## ABOUT THIS TASK
List every date-and-time stamp that appears in the comment thread about the Davis execution, in the order they occur.

*** Opening SOURCE PASSAGE ***

It’s not like “oops” or “sorry” is OK after the fact.
And didn’t’ someone else confess to that crime, Eric?
September 22, 2011 at 1:50 pm
Amy Goodman on Democracy Now provided amazing, gut-wrenching live coverage of the vigil and execution aftermath outside the prison last night. Excerpts are here…
http://www.democracynow.org/2011/9/22/democracy_now_special_report_from_troy
If so inclined, support the Montana Abolition Coalition
http://www.mtabolitionco.org/index.html
September 23, 2011 at 9:55 am
I don’t know where you come from lizard, but this is Montana, where at one point frontier justice was a tall tree and a short rope. Google up the letters 3-7-77 and learn something today.
Davis got every appeal, got every hearing, and most importantly got a jury trial. Guilty, Guilty, Guilty.
This is just the latest topic for liberal hand-wringing, they’ll soon be onto something else, now that Davis is gone.
September 23, 2011 at 10:24 am
Eric, you perfectly exemplify the regressive mentality yearning for some code of the west myth you and your ilk have conjured up and are now trying to impose through stupid legislation.
where do i come from? i come from the latter half of the 20th century, where America is suppose to be some amazing, exceptional shining city on the hill that everyone else in the world should model themselves after.
the reality is our incarceration nation is an ugly, brutal, unjust place that has more in common with countries we like to demonize, like Iran, than more judicially equitable countries that don’t have to incarcerate and kill so many of their own citizens.
maybe one day you guys will succeed in turning the clock back, and you’ll be able to saunter into a bar with your six shooter and kill any man who done you wrong.
after all, that’s how the west was won, right Eric? good times.
September 23, 2011 at 8:04 pm
Speaking of that jury trial, at least three of the jurors have expressed doubts about his guilt knowing what they know now, and one has explicitly stated that if she knew then what she knows now, Davis would not have been on death row at all.
Jury trials are an important part of the justice system, but with a judge controlling the evidence they see, a prosecutor who is incentivized to deliver a conviction over justice, and law enforcement who are hardly ever held accountable for the abuses they commit, jury trials aren’t infallible.
September 23, 2011 at 10:28 am
So these folks are what you call “liberal hand-wringers”, Eric?
You’re frickin’ nuts. These people have killed way more criminals than you have. And maybe a few innocents, too. This topic defies your cushy liberal/conservative bipolar political topology.

*** Closing SOURCE PASSAGE ***
*** Opening INPUT DATA ***

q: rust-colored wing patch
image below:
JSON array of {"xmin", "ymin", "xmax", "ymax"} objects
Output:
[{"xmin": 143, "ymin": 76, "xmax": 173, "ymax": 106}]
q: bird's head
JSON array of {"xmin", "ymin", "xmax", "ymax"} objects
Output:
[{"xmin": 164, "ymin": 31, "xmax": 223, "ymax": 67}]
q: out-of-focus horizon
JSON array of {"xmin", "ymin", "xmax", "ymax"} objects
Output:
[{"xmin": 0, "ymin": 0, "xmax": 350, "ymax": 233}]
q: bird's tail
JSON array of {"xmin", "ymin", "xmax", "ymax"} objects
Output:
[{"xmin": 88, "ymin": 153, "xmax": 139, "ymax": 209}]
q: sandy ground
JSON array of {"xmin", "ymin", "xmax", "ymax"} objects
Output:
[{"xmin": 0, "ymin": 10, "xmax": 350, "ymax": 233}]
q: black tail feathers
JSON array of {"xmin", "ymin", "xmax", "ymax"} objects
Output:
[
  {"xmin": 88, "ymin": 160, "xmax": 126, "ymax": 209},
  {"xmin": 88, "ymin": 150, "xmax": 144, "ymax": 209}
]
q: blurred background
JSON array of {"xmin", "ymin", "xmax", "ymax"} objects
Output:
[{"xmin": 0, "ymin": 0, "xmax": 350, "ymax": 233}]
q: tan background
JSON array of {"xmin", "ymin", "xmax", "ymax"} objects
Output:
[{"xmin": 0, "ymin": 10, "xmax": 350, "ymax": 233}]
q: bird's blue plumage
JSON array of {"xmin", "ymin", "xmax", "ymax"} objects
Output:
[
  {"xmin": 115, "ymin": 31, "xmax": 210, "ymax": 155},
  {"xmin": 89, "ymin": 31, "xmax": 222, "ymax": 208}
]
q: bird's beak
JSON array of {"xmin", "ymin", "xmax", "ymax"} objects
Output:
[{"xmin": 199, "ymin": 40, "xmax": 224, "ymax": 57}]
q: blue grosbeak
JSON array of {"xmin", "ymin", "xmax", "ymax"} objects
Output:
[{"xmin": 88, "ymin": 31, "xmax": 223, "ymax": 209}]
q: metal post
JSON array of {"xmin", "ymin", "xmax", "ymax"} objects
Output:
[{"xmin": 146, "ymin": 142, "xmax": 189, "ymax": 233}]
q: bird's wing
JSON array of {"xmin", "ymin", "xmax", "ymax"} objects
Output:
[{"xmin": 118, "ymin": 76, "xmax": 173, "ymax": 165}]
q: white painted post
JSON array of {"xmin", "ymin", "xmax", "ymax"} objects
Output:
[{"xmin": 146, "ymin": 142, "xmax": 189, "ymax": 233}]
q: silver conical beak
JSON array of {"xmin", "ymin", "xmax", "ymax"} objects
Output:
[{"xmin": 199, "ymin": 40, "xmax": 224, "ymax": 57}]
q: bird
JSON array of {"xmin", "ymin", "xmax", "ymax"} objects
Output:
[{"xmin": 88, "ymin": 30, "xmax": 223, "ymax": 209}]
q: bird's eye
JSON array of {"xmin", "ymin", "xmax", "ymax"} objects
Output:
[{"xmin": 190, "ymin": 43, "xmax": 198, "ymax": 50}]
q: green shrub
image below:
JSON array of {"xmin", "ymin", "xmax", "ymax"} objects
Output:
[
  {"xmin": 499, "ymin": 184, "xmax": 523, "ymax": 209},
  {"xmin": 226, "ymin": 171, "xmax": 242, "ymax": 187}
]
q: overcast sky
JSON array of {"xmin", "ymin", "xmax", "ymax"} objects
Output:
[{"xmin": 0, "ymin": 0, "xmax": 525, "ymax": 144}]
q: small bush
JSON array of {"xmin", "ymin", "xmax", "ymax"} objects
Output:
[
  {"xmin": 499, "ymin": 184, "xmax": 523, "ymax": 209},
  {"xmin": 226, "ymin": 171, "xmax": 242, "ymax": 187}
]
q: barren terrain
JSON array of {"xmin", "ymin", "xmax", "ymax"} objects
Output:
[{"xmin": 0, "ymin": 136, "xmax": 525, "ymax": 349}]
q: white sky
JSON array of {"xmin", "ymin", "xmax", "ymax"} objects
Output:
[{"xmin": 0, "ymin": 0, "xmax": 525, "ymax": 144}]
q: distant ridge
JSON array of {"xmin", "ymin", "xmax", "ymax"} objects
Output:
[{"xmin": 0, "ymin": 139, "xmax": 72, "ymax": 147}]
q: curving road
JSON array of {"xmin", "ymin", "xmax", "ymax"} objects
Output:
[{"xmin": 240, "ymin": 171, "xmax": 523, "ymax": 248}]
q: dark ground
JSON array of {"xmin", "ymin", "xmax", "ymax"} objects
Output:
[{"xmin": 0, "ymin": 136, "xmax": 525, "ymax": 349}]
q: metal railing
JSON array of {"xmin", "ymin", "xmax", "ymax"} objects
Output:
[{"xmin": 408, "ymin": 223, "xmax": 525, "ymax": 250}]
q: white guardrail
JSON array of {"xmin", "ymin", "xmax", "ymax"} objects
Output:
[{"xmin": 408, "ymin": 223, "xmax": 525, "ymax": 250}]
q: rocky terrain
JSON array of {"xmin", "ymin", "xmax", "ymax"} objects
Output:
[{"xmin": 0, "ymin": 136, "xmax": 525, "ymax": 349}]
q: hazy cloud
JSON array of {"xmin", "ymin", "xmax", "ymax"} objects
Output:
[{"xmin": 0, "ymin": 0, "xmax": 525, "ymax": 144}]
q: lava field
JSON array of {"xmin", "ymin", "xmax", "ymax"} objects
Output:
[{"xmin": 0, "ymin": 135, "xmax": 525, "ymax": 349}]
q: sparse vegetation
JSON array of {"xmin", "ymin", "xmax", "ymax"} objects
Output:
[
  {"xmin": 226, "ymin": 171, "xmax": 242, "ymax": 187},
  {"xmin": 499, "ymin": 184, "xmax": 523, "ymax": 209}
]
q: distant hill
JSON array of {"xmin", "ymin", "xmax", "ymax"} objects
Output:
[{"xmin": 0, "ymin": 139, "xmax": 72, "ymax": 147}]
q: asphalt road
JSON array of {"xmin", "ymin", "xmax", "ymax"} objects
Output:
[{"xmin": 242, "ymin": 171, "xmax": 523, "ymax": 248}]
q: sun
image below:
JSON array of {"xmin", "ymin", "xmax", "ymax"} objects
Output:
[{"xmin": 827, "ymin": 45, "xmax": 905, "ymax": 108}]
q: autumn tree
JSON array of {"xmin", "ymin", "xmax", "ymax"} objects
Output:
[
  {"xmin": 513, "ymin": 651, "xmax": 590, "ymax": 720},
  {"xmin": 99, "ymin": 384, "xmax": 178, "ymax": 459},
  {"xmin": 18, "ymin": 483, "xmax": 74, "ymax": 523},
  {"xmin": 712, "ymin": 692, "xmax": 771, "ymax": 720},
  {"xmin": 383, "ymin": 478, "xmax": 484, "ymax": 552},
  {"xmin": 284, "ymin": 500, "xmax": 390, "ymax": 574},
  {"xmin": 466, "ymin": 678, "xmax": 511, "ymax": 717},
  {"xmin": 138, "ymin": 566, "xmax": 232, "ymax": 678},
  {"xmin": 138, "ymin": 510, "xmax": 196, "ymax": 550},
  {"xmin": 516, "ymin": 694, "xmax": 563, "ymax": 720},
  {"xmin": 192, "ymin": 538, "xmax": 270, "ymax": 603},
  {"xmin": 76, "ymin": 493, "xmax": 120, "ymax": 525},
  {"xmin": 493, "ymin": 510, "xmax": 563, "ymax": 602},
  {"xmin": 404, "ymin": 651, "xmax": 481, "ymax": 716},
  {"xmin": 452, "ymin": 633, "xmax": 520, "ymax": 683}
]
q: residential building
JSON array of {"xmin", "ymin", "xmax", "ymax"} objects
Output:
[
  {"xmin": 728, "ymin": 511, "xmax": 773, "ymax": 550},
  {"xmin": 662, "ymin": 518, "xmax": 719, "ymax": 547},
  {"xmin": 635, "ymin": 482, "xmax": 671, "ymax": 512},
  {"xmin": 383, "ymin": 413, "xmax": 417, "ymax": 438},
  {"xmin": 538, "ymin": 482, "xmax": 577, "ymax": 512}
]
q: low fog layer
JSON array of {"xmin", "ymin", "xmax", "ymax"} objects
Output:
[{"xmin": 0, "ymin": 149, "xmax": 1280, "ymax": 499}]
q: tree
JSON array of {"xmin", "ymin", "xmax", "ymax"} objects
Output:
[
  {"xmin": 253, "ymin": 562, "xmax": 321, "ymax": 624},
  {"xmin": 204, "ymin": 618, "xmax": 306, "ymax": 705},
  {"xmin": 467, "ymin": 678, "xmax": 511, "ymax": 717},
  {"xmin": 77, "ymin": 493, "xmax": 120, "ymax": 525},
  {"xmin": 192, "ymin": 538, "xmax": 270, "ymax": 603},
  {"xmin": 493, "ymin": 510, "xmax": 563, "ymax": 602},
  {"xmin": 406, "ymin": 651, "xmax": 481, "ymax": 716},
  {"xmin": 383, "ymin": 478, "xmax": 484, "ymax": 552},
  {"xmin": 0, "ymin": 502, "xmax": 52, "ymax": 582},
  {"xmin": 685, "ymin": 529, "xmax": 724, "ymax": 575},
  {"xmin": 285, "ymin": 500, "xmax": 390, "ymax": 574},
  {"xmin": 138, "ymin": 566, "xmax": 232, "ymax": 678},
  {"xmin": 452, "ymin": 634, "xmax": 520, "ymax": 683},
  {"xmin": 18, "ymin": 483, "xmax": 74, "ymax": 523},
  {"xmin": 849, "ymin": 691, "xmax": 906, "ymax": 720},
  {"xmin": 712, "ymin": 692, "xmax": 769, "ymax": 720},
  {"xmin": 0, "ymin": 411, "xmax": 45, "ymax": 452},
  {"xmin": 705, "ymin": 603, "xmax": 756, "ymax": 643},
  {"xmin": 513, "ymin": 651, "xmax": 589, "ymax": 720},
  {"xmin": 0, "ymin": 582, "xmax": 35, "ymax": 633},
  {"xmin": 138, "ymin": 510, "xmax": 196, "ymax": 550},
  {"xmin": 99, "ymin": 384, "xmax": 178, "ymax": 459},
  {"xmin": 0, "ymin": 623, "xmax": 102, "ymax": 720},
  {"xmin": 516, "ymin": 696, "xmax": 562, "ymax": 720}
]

*** Closing INPUT DATA ***

## TASK OUTPUT
September 22, 2011 at 1:50 pm
September 23, 2011 at 9:55 am
September 23, 2011 at 10:24 am
September 23, 2011 at 8:04 pm
September 23, 2011 at 10:28 am